(Excerpts from point annotation data)

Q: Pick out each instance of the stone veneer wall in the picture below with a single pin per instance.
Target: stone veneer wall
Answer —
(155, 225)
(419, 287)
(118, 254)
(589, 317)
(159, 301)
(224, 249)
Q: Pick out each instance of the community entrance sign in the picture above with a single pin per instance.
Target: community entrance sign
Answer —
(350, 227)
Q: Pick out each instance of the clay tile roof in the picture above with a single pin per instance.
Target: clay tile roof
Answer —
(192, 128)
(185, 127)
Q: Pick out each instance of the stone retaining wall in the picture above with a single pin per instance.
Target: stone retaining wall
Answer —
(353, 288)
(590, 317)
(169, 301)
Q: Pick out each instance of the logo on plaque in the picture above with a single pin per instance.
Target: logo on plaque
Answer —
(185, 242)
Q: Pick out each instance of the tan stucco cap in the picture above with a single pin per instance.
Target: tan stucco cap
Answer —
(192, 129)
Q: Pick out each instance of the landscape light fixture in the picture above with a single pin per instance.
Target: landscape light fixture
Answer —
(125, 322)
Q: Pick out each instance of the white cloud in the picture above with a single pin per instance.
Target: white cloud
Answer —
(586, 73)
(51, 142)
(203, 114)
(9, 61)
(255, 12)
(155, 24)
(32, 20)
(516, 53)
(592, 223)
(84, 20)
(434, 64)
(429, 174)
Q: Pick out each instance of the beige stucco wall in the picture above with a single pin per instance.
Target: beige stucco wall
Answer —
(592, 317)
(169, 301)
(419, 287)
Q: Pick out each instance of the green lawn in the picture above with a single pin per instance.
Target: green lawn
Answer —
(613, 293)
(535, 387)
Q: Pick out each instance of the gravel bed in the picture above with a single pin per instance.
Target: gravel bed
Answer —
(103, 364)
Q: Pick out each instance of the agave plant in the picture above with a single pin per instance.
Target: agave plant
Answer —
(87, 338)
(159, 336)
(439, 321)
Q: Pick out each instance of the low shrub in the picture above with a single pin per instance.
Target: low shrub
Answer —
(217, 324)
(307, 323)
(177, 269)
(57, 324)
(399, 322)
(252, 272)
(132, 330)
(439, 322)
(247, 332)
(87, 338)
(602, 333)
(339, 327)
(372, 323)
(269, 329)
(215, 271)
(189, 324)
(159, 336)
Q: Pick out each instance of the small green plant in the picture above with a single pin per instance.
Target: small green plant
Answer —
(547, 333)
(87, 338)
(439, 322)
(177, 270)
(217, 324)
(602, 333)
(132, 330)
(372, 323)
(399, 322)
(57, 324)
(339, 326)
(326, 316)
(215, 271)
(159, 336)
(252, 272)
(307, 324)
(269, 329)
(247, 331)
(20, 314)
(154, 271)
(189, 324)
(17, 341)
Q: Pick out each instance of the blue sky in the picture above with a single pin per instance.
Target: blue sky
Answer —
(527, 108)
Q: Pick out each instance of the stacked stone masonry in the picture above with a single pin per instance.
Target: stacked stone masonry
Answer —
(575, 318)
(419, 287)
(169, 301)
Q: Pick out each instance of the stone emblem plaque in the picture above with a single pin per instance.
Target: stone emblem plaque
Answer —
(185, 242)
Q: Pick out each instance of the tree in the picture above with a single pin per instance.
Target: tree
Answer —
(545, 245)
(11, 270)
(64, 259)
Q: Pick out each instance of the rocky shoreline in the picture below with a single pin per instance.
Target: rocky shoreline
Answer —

THE EXERCISE: Convert the lines above into a JSON list of strings with one string for each line, leaving out blank lines.

RESULT OF THIS EXERCISE:
[
  "Q: Pick out each instance of the stone veneer wall in the picture below with a single pin per instance.",
  "Target: stone veneer wall",
  "Answer —",
  "(155, 225)",
  "(419, 287)",
  "(118, 254)",
  "(589, 317)",
  "(159, 301)",
  "(224, 249)",
  "Q: Pick out each instance of the community entrance sign in the picture above with a single pin per instance.",
  "Target: community entrance sign",
  "Answer —",
  "(350, 227)",
  "Q: Pick out each instance of the clay tile roof in the picture above with a single pin per instance.",
  "Target: clay tile roof",
  "Answer —",
  "(192, 128)",
  "(185, 127)",
  "Q: Pick out each instance of the stone retaining wall in the picture above with a single pin per instance.",
  "Target: stone retaining wall",
  "Answer —",
  "(353, 288)",
  "(590, 317)",
  "(169, 301)",
  "Q: Pick out each instance of the logo on plaque in the picture above with a single pin per instance.",
  "Target: logo on plaque",
  "Answer —",
  "(185, 242)",
  "Q: Pick out each instance of the tan stucco cap in the picture above with a single pin per instance.",
  "Target: tan stucco cap",
  "Answer —",
  "(192, 129)",
  "Q: Pick out each instance of the landscape light fixture in the picture above with a single pin per instance.",
  "Target: landscape light fixture",
  "Answer —",
  "(125, 322)",
  "Q: Pick out each instance of the white cloud in the picture above with a single pin per instance.",
  "Target: white cloud",
  "Answer —",
  "(586, 73)",
  "(51, 142)",
  "(203, 114)",
  "(9, 61)",
  "(255, 12)",
  "(155, 24)",
  "(32, 20)",
  "(516, 53)",
  "(592, 223)",
  "(84, 20)",
  "(434, 64)",
  "(429, 174)",
  "Q: Pick out each instance of the beige stucco wall in the picture above with a single pin per instance.",
  "Target: beige stucco wall",
  "Answer —",
  "(592, 317)",
  "(169, 301)",
  "(419, 287)",
  "Q: Pick out each instance of the green lawn in the picture above with a single pin per instance.",
  "Target: green lawn",
  "Answer —",
  "(613, 293)",
  "(535, 387)",
  "Q: Pick out each instance of the gravel bed in the picture above with a single pin per instance.",
  "Target: gravel bed",
  "Answer —",
  "(103, 364)",
  "Q: Pick out each instance of the agave plant in the picture above with a single pin per instance.",
  "Target: agave plant",
  "Answer —",
  "(87, 338)",
  "(159, 336)",
  "(439, 321)",
  "Q: Pick out each instance of the low shrub in the picture above with a single pin per instance.",
  "Target: low shrub",
  "Answer —",
  "(217, 324)",
  "(307, 323)",
  "(177, 269)",
  "(57, 324)",
  "(399, 322)",
  "(252, 272)",
  "(132, 330)",
  "(439, 322)",
  "(247, 332)",
  "(87, 338)",
  "(602, 333)",
  "(339, 327)",
  "(372, 323)",
  "(269, 329)",
  "(215, 271)",
  "(189, 324)",
  "(159, 336)",
  "Q: Pick out each instance of the small green plant in the picture above with a single pin per instance.",
  "Target: small green plant",
  "Answer —",
  "(547, 333)",
  "(87, 338)",
  "(439, 322)",
  "(177, 270)",
  "(217, 324)",
  "(602, 333)",
  "(132, 330)",
  "(372, 323)",
  "(399, 322)",
  "(57, 324)",
  "(339, 326)",
  "(326, 316)",
  "(215, 271)",
  "(159, 336)",
  "(252, 272)",
  "(307, 324)",
  "(269, 329)",
  "(247, 331)",
  "(20, 314)",
  "(154, 271)",
  "(189, 324)",
  "(17, 341)",
  "Q: Pick out each instance of the blue sky in the picture above with a single pin per instance.",
  "Target: blue sky",
  "Answer —",
  "(527, 108)",
  "Q: Pick out each instance of the stacked stone masonry in the picture above with a single pin per instance.",
  "Target: stacked stone masonry",
  "Answer —",
  "(575, 318)",
  "(419, 287)",
  "(169, 301)",
  "Q: Pick out each instance of the stone emblem plaque in the picture above with a single pin per instance.",
  "Target: stone emblem plaque",
  "Answer —",
  "(185, 242)",
  "Q: Pick out each instance of the tree in the picture above with a single pin per instance.",
  "Target: tree",
  "Answer —",
  "(545, 245)",
  "(11, 270)",
  "(64, 259)",
  "Q: Pick out each instance of the rocky shoreline in the picture below with a single pin per instance.",
  "Target: rocky shoreline",
  "Answer —"
]